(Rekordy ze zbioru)
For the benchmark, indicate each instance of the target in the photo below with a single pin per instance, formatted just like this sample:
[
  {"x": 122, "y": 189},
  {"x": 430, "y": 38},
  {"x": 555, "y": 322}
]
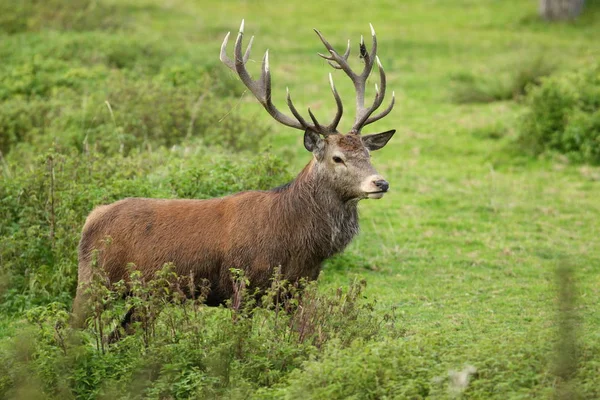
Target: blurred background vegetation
[{"x": 494, "y": 174}]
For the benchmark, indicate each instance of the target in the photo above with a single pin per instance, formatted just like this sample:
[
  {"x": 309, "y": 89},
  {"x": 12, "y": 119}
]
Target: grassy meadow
[{"x": 482, "y": 264}]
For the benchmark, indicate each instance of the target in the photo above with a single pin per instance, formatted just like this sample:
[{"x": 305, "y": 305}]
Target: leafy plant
[{"x": 564, "y": 116}]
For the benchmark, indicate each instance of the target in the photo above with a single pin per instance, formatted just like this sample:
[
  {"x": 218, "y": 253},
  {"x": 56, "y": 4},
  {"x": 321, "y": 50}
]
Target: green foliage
[
  {"x": 501, "y": 85},
  {"x": 43, "y": 208},
  {"x": 31, "y": 15},
  {"x": 564, "y": 116},
  {"x": 180, "y": 348}
]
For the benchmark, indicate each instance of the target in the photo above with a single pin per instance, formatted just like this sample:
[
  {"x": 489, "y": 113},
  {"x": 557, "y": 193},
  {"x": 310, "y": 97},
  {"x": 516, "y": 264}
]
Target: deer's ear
[
  {"x": 377, "y": 140},
  {"x": 313, "y": 142}
]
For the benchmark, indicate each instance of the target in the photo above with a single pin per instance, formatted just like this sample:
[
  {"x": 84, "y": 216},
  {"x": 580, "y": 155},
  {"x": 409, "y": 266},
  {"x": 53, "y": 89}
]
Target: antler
[
  {"x": 261, "y": 89},
  {"x": 363, "y": 115}
]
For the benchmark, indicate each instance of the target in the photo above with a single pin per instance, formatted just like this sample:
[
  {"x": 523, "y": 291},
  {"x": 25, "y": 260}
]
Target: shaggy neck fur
[{"x": 323, "y": 223}]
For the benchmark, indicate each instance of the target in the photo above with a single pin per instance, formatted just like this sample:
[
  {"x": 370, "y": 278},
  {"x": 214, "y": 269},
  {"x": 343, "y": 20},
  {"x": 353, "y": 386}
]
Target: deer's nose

Co zrobić:
W powyższych pozycjach zmień każde „photo” na „image”, a resztę przepisz bez zmian. W odpowiedzi pomiń obrazy.

Odpowiedź:
For the benchmark, indicate each instance of the target in the image below with a single pin per instance, formatted just like this sample:
[
  {"x": 122, "y": 189},
  {"x": 430, "y": 38},
  {"x": 555, "y": 322}
]
Target: blurred background vegetation
[{"x": 494, "y": 174}]
For the benchmark, indicate each instance of the target in the image above with a single pin per instance, formatted just like this sample:
[
  {"x": 309, "y": 89},
  {"x": 12, "y": 119}
]
Target: grassy meadow
[{"x": 482, "y": 264}]
For the benchmark, indicate each instance of the target in the image above with a single pin per instance, formatted just like this sample:
[{"x": 305, "y": 305}]
Target: leafy plant
[{"x": 564, "y": 116}]
For the benchmark, indicate each instance of the target in the image above with a single pin per instance, formatted just like this sample:
[
  {"x": 218, "y": 253},
  {"x": 56, "y": 4},
  {"x": 321, "y": 50}
]
Target: green foliage
[
  {"x": 501, "y": 85},
  {"x": 43, "y": 208},
  {"x": 31, "y": 15},
  {"x": 564, "y": 116},
  {"x": 180, "y": 348}
]
For the benchmark, indicate each instance of the target in the image above with a single pin per instance, formatted just like this sample:
[
  {"x": 489, "y": 113},
  {"x": 557, "y": 193},
  {"x": 310, "y": 97},
  {"x": 516, "y": 264}
]
Target: deer's ear
[
  {"x": 377, "y": 140},
  {"x": 313, "y": 142}
]
For the benchmark, indicate each instance of the target in the image above with a single pin per instance, formatted just like this sample:
[
  {"x": 84, "y": 216},
  {"x": 580, "y": 155},
  {"x": 409, "y": 266},
  {"x": 53, "y": 89}
]
Target: antler
[
  {"x": 261, "y": 89},
  {"x": 363, "y": 115}
]
For the benchmark, indicate each instance of the target in the image above with a single pin per instance, formatted just like this sample:
[
  {"x": 523, "y": 291},
  {"x": 25, "y": 260}
]
Target: shaggy neck fur
[{"x": 323, "y": 223}]
For the benchmark, indicate each instance of the target in the image above with a single pin per instance, formatted just like this sample:
[
  {"x": 370, "y": 278},
  {"x": 214, "y": 269},
  {"x": 343, "y": 20},
  {"x": 353, "y": 386}
]
Target: deer's nose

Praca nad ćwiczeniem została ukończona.